+++ TEXTO PROPORCIONADO

Si sumamos a este juego el
factor de la memoria y el olvido la cosa se pone interesante. No solo no
tenemos maneras fidedignas -para los estándares de la ciencia de antaño- de
comprobar que ciertas prácticas son efectivas, sino que también debemos
entendernos con nuestra arbitraria manera de recapitular la cotidianidad. Suele
pasarnos a diario: luego de llegar a un acuerdo sobre X asunto, nuestra memoria
decide borrar el asunto y tomar como cierta una versión que nos vendemos a
nosotros mismos. Sucede con temas delicados y dolorosos, así como con las cosas
menos trascendentales del mundo.
Ver un edificio y olvidar
donde estaba ubicado. Pasar una noche de risas sin poder recordar el chiste de
mayor peso. Oír una canción, intentar memorizar aunque sea la letra y después
perder por completo cualquier rastro de ella. No es la regla general, por
suerte aún podemos retener suficiente información y además contamos con
dispositivos electrónicos que albergan aplicaciones que pueden servirnos en la tarea
de monitorear cada aspecto de nuestras vidas. Maps para ubicar los
edificios, bloc de notas para anotar frases claves y Shazam para
pescar en las canciones de la vida.
Sin embargo, esa pequeña dosis
de olvido también alimenta el pensamiento mítico. Una de sus expresiones más
visibles es la nostalgia y las idealizaciones que organizan muchas de nuestras
ideas sobre el pasado: la creencia de que la educación de antes era mejor
—cuando los profesores torturaban a los estudiantes—, de que las familias eran
más estructuradas —sostenidas sobre las espaldas de mujeres martirizadas—, o de
que un mundo sin centros de salud ni médicos era más simple —aunque careciera
de la posibilidad de detectar enfermedades y ofrecer tratamiento—. Todos ellos
forman parte de un repertorio persistente de mitos que confunden austeridad con
virtud y violencia con orden.
Usted se preguntará hacia
dónde va el escritor con estas ideas. Hace unas semanas, mientras iba en
bicicleta por la ciudad, recordé un episodio de 2023: una trabajadora sexual me
socorrió a las cinco de la tarde en una zona solitaria y peligrosa. Era
colombiana, del Quindío o de Caldas, y me ayudó por puro azar. Estaba en una
esquina por la que yo pasaba justo cuando la cadena de la bicicleta se trabó en
el rin, dejándome sin posibilidad de moverme o salir airoso de ese sector.
La señora en cuestión me ayudó
principalmente por dos razones: porque estaba en el lugar y la hora indicada
para socorrerme, y porque mientras me daba indicaciones sobre qué hacer con la
cadena se daba cuenta de mi acento.
“Usted es de Venezuela,
¿cierto? Yo viví allá muchos años, por eso fue que le acompañé”, me dijo
mientras me dejaba sano y salvo frente a la Gobernación del Valle, luego de que
fuese imposible arreglar el daño de la bicicleta. Cuando se despidió me comentó
que ella trabajaba en la pensión de la esquina, por si la necesitaba algún día,
invitación que me dio un poco de risa y un poco de tristeza. Semanas después
del evento pasé por la misma esquina, sin poder identificar ninguna pensión,
ningún motel ni nada por el estilo. Fue una aparición, pensé. Eso revestía
con un poco decencia aquella historia lamentable.

++++++
+++ DATOS PROPORCIONADOS

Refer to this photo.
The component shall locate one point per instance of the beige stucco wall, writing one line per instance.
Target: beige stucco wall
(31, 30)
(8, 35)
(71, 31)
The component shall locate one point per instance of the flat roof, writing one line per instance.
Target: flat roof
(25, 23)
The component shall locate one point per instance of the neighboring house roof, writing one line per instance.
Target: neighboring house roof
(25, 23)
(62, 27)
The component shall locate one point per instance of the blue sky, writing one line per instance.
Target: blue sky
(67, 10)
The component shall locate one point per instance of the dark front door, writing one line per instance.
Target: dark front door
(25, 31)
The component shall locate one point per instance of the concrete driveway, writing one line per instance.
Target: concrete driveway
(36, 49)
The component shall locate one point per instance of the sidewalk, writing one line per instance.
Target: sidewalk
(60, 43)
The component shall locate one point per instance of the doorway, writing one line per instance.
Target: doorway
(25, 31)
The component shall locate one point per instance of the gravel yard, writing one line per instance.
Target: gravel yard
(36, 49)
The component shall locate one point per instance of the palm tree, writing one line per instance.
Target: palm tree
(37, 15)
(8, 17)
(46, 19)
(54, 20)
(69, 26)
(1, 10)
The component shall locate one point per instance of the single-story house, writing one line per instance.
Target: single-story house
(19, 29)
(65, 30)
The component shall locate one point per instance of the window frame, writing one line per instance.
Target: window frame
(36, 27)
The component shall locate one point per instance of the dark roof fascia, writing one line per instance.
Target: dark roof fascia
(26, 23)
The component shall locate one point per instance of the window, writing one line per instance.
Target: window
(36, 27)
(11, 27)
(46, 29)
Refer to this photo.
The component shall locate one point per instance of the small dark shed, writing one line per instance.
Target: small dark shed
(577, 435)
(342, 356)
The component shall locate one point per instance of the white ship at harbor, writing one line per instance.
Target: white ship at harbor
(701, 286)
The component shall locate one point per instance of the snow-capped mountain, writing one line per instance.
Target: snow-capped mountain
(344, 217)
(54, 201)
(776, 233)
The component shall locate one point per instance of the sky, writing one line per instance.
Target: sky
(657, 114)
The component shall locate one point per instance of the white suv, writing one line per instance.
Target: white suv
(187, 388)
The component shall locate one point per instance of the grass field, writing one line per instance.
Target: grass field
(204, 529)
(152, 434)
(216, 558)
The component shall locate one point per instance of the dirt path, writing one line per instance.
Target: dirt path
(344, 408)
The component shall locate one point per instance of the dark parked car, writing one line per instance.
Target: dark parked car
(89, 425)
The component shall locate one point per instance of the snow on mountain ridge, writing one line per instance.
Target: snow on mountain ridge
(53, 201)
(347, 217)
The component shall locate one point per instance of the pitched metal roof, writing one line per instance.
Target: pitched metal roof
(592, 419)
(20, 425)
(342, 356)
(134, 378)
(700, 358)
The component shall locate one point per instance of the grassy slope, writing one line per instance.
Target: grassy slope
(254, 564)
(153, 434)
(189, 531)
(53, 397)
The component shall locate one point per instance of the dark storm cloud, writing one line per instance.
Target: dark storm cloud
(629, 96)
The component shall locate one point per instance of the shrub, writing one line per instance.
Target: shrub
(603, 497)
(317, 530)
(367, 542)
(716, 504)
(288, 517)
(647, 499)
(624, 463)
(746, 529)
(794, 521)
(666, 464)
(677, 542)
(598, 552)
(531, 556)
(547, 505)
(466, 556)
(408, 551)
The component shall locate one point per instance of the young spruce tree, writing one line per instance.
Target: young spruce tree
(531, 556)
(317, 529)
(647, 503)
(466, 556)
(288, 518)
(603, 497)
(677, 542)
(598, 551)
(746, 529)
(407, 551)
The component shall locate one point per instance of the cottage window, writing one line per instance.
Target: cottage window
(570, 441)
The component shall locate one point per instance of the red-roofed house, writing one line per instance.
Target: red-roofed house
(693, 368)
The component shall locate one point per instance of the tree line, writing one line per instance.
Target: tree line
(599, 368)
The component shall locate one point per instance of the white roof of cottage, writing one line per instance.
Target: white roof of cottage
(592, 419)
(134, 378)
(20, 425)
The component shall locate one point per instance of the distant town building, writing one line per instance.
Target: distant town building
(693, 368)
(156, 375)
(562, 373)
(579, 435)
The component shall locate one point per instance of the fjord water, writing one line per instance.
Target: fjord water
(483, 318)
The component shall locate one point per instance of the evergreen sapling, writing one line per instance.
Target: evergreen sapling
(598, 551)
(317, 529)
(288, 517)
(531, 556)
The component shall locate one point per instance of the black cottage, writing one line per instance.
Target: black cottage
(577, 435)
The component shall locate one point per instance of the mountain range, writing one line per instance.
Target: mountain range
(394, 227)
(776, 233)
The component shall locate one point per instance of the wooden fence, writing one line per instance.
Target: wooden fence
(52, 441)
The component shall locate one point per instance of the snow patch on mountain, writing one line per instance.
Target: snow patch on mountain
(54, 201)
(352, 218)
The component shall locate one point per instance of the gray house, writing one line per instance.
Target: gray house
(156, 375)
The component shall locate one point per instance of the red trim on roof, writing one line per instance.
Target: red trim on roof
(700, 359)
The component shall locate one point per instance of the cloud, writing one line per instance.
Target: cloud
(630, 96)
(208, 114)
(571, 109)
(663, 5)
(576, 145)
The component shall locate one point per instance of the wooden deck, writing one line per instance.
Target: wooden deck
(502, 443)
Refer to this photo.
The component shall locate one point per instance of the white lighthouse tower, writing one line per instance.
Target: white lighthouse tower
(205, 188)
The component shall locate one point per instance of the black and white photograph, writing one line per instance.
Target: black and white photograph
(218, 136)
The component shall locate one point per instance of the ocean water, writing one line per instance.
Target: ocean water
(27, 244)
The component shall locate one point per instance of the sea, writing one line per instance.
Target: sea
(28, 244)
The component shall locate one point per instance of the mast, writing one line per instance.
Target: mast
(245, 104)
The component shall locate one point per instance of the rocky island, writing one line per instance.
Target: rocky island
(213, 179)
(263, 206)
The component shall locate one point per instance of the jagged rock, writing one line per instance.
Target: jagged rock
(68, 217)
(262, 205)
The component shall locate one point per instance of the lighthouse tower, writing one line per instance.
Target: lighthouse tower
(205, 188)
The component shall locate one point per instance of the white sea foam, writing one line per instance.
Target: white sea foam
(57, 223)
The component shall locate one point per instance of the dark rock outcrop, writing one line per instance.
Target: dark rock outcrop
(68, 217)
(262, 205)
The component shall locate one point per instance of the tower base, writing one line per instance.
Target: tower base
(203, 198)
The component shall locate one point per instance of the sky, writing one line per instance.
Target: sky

++++++

→ **TAREAS A REALIZAR**
#1 Según el texto, ¿a qué hora socorrió la trabajadora sexual a quien escribe?
#2 Cambia "cinco de la tarde" por "seis de la tarde" en el fragmento del texto entre "Usted se preguntará" y "de ese sector.", ambos incluidos, y escribe el fragmento completo.
Responde basándote únicamente en el texto.

→ **RESPUESTAS POR TAREA**
#1 A las cinco de la tarde.

#2
Usted se preguntará hacia
dónde va el escritor con estas ideas. Hace unas semanas, mientras iba en
bicicleta por la ciudad, recordé un episodio de 2023: una trabajadora sexual me
socorrió a las seis de la tarde en una zona solitaria y peligrosa. Era
colombiana, del Quindío o de Caldas, y me ayudó por puro azar. Estaba en una
esquina por la que yo pasaba justo cuando la cadena de la bicicleta se trabó en
el rin, dejándome sin posibilidad de moverme o salir airoso de ese sector.